──────── Task material ────────
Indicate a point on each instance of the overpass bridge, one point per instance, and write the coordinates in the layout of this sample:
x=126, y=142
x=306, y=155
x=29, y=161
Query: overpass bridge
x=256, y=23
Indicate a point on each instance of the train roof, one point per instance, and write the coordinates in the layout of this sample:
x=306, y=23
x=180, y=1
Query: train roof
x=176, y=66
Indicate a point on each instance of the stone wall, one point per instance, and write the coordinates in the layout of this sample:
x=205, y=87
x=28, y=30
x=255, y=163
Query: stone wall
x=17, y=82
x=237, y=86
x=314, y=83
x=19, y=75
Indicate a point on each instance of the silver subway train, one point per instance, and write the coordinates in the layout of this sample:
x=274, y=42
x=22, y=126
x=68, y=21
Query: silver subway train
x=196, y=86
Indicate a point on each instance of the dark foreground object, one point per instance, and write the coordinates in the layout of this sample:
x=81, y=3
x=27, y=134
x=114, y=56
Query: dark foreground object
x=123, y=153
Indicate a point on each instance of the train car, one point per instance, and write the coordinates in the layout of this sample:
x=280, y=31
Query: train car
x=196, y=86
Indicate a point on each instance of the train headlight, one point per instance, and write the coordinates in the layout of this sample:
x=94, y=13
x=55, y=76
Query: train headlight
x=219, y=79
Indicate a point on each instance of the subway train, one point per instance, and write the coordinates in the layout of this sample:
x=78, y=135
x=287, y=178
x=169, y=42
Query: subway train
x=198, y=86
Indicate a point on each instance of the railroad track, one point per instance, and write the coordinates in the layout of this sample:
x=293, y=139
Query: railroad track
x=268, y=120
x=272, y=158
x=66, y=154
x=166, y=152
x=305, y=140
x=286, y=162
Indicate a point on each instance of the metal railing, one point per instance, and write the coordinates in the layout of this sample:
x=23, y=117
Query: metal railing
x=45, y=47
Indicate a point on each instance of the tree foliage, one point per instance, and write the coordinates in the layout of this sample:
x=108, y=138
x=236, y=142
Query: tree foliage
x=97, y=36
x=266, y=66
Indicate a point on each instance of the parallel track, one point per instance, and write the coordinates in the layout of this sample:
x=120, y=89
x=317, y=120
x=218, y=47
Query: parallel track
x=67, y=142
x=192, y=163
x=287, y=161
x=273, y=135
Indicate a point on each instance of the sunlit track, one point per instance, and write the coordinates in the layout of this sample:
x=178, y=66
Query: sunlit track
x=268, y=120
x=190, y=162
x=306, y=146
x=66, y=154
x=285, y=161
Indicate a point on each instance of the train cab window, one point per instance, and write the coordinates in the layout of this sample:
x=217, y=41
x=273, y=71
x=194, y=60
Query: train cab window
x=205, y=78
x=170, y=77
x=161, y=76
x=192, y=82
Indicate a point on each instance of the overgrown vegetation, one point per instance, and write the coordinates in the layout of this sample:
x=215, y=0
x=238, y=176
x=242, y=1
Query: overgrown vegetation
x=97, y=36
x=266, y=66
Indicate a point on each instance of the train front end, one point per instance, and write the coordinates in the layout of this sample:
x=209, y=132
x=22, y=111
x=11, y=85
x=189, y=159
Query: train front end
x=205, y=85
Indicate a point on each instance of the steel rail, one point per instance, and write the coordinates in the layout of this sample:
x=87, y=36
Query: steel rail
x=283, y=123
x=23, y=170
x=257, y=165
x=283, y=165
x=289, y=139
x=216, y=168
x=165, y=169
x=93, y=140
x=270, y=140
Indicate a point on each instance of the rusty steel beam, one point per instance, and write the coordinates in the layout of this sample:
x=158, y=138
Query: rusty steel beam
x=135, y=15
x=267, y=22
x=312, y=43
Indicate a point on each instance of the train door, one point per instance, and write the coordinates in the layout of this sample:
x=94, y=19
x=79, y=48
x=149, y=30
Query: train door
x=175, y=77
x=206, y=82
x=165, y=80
────────
──────── Task material ────────
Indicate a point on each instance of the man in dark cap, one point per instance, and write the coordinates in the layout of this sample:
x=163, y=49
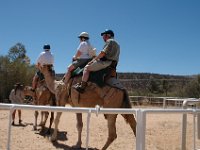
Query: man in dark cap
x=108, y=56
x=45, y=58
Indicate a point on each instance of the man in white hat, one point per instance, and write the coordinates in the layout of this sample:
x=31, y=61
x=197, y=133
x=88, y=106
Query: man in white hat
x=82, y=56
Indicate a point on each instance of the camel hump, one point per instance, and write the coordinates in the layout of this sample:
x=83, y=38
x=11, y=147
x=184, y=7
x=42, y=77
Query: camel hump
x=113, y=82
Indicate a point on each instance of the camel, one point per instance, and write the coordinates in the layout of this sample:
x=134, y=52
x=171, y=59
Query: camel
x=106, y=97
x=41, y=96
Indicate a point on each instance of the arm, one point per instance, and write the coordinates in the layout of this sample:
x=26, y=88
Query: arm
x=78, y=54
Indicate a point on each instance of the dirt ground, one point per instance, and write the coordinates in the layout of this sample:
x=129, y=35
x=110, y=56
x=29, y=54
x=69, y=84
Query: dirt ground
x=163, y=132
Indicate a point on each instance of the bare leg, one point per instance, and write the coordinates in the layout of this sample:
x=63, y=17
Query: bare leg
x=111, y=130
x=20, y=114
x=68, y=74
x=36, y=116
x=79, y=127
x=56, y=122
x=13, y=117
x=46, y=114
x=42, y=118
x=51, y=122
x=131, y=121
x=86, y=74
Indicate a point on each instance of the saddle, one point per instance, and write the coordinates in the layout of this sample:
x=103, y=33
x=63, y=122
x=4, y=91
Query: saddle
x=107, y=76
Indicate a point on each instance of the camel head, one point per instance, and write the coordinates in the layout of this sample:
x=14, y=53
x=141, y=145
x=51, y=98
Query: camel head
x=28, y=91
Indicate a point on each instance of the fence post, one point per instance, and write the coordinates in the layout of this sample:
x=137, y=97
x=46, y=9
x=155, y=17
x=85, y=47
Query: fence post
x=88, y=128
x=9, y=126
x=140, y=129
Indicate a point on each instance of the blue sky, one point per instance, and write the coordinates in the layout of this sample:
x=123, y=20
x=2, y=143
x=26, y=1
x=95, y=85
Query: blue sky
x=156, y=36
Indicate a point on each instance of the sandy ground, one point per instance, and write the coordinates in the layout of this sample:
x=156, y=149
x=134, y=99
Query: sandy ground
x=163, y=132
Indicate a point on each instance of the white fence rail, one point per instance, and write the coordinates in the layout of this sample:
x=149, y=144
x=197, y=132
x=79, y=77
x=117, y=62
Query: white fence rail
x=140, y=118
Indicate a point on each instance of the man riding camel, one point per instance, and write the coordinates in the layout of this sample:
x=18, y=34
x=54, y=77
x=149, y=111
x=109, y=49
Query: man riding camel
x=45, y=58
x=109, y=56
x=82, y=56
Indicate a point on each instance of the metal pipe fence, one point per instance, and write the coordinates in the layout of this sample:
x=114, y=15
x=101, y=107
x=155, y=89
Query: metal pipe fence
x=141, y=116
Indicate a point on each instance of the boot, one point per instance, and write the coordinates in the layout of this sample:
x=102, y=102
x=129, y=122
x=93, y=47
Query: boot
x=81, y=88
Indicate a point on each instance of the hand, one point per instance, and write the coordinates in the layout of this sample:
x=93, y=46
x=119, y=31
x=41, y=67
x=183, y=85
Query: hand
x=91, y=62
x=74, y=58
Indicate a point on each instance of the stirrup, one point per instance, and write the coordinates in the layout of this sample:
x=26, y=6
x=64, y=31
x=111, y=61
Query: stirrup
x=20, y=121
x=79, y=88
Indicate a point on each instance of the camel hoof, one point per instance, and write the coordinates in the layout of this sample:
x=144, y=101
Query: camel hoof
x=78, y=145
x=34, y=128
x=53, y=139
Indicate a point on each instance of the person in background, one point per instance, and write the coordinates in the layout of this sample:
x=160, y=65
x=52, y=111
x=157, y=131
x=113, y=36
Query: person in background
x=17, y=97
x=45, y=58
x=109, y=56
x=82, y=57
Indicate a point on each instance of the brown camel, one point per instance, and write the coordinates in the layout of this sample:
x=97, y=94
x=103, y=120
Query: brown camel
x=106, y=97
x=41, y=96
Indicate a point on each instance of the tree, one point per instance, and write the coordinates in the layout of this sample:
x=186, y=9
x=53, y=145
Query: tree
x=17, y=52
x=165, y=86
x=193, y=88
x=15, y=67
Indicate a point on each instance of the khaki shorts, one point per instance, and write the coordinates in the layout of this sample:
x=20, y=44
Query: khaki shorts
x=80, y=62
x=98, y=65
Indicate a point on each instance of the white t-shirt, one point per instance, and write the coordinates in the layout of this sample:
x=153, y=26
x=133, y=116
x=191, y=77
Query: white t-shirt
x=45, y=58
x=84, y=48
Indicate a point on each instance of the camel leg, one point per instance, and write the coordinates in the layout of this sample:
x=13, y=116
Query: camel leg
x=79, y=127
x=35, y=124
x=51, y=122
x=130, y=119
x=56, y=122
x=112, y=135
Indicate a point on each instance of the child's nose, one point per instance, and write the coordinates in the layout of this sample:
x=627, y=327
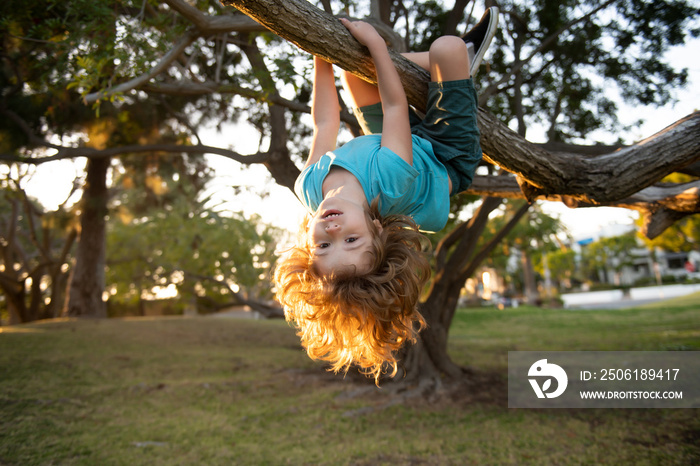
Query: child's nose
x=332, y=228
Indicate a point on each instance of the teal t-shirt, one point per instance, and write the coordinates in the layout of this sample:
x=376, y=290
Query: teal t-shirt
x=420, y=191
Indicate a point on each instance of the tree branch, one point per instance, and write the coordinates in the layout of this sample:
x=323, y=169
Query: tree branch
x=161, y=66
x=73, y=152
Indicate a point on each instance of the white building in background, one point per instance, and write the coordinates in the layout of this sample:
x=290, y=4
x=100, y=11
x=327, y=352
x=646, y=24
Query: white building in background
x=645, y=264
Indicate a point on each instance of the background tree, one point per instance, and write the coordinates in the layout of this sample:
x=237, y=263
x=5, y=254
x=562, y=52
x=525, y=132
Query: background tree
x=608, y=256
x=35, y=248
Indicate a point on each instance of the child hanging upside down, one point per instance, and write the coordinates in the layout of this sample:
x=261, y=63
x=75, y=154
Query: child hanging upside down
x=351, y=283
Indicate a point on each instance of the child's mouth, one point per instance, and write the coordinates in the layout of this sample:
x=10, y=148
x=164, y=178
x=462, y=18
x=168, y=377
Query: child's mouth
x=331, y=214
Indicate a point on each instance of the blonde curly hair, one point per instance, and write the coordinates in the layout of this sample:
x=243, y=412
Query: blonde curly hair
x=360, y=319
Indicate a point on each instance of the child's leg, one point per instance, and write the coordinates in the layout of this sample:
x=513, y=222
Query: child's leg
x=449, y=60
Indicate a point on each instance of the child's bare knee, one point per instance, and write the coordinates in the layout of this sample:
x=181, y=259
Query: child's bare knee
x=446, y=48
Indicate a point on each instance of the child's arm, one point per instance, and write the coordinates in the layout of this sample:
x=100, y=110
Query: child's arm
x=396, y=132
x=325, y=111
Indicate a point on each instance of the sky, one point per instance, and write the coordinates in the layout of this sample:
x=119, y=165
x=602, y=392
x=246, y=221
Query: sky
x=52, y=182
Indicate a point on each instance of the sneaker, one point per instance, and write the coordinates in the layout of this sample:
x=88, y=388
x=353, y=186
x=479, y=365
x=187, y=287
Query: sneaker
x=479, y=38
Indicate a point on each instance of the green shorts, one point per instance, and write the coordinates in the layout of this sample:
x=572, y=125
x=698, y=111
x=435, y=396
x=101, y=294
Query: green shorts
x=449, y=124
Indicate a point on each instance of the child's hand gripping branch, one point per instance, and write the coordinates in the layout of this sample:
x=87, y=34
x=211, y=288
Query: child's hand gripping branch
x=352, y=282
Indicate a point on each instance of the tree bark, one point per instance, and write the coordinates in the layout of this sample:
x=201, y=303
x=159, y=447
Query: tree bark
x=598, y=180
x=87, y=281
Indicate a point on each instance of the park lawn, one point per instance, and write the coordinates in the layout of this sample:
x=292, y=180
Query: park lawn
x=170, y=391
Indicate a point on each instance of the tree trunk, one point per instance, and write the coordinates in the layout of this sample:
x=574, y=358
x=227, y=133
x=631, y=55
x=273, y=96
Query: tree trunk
────────
#### Exercise details
Within the material above, only the stretch from the line holding "x=153, y=26" through the line holding "x=181, y=259" is to be restated exactly. Pictures are dropped.

#### Answer section
x=153, y=26
x=133, y=116
x=191, y=77
Query: white t-shirt
x=45, y=58
x=84, y=48
Indicate a point on each instance of the camel leg, one point per instance, and write the coordinates in the layout of this sample:
x=13, y=116
Query: camel leg
x=79, y=127
x=35, y=124
x=51, y=122
x=130, y=119
x=56, y=122
x=112, y=135
Indicate a point on each instance of the child's nose, one point per instance, and write the coordinates in the layout of this sample:
x=627, y=327
Query: child's nose
x=332, y=228
Indicate a point on each instance of the teal t-shirt, one point per instance, and write the coordinates in the layout of this sample:
x=376, y=290
Query: teal t-shirt
x=420, y=191
Indicate a point on each instance of the tree branch, one point per instance, and write the coordinates in the layout of this sample:
x=323, y=169
Query: tree branch
x=161, y=66
x=73, y=152
Indicate a point on each instance of the white building in background, one point per instance, and write the coordinates in the layout of this sample:
x=290, y=4
x=100, y=11
x=327, y=352
x=646, y=24
Query: white building in background
x=645, y=264
Indicate a point on each instance of the background tree, one point per instance, and write the coordinates in the layout of this sample:
x=237, y=263
x=5, y=254
x=562, y=52
x=525, y=132
Query: background tree
x=608, y=256
x=35, y=248
Indicate a point on each instance of the child hanging upside down, one point per instance, and write the coordinates in the layout of this sample:
x=261, y=63
x=75, y=154
Query: child hanging upside down
x=351, y=283
Indicate a point on each instance of the child's mouth, one point per instance, and write the coordinates in the layout of this sample:
x=10, y=148
x=164, y=178
x=462, y=18
x=168, y=377
Query: child's mouth
x=331, y=214
Indicate a point on each instance of the blonde curly hair, one point per instance, and write the coordinates in the layout of this sample:
x=243, y=412
Query: blonde curly hair
x=360, y=319
Indicate a point on each instance of the child's leg, one point per instance, and write the coordinates in the layout of this sample:
x=513, y=222
Query: child's leg
x=449, y=60
Indicate a point on each instance of the child's bare knee, one point per instance, and write the coordinates in the layout of this sample:
x=181, y=259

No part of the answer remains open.